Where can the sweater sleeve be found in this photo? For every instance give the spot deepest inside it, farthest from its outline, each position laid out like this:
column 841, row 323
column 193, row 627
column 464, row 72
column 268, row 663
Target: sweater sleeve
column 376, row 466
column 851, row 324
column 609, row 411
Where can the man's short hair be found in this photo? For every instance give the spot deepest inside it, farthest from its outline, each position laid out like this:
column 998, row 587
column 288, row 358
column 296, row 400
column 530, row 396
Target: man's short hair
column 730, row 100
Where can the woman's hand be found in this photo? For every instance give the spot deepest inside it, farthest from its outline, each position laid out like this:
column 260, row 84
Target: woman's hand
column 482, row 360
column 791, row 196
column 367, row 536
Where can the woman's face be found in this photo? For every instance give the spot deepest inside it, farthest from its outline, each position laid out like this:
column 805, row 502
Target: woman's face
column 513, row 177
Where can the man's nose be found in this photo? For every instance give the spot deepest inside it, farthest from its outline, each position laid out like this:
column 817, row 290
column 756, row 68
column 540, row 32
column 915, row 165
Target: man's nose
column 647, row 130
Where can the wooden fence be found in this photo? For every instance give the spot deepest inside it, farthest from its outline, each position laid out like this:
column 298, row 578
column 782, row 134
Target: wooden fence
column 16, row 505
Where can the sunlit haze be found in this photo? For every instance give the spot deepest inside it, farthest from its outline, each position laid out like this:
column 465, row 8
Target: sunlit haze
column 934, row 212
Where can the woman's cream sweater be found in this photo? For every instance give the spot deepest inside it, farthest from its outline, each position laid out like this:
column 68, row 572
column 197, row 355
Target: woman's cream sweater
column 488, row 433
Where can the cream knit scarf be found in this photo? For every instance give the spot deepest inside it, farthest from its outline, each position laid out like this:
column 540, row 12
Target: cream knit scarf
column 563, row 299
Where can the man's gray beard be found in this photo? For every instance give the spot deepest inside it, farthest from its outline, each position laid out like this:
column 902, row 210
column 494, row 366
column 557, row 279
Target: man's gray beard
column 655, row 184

_Your goal_
Copy the records exactly, keeping every word in place.

_Solution to the problem_
Where can the sweater sleeve be found in this photo? For every instance give the spot deepest inside it, farthest from its outline, each position laid out like this:
column 841, row 323
column 193, row 627
column 464, row 72
column 268, row 663
Target: sweater sleeve
column 376, row 466
column 851, row 324
column 609, row 411
Where can the man's short hair be found in this photo? For every instance give the spot deepest inside it, farthest from its outline, each position laid out like this:
column 998, row 587
column 288, row 358
column 296, row 400
column 530, row 396
Target: man's short hair
column 730, row 100
Where can the woman's hand be found in this photo? For every instance give the spot deepest inside it, farthest from its outline, each position laid out like this:
column 260, row 84
Target: woman's hand
column 482, row 360
column 791, row 196
column 367, row 536
Where can the woman's face be found in this photo? For every instance give the spot deepest inside it, farthest from its outline, each position laid out like this:
column 805, row 502
Target: woman's face
column 513, row 177
Where can the man's nose be found in this photo? For every instance give the spot deepest inside it, farthest from its outline, each position laid out like this:
column 817, row 290
column 756, row 68
column 540, row 32
column 915, row 165
Target: man's nose
column 647, row 130
Where can the wooden fence be found in this photo? For every instance give the spot deepest inside it, farthest from its outline, each position laid out like this:
column 298, row 578
column 782, row 134
Target: wooden fence
column 16, row 505
Where can the sunlit haze be found in this photo? For every instance give the spot deepest inside it, farthest from its outline, each position laid out like this:
column 465, row 8
Target: sunlit haze
column 934, row 212
Where can the woman's cream sweater be found in this photo? For every instance give the spot deepest inside it, farthest from its outline, each position laid out like this:
column 68, row 572
column 197, row 355
Target: woman's cream sweater
column 488, row 433
Where can the cream knit scarf be found in this photo? For every instance give the spot deepest inside it, farthest from its outline, each position laid out like this:
column 540, row 12
Target: cream knit scarf
column 563, row 299
Where can the man's gray beard be found in this photo? For every instance give the spot deepest inside it, farthest from its outline, each position laid out like this:
column 902, row 210
column 494, row 366
column 557, row 279
Target: man's gray beard
column 655, row 184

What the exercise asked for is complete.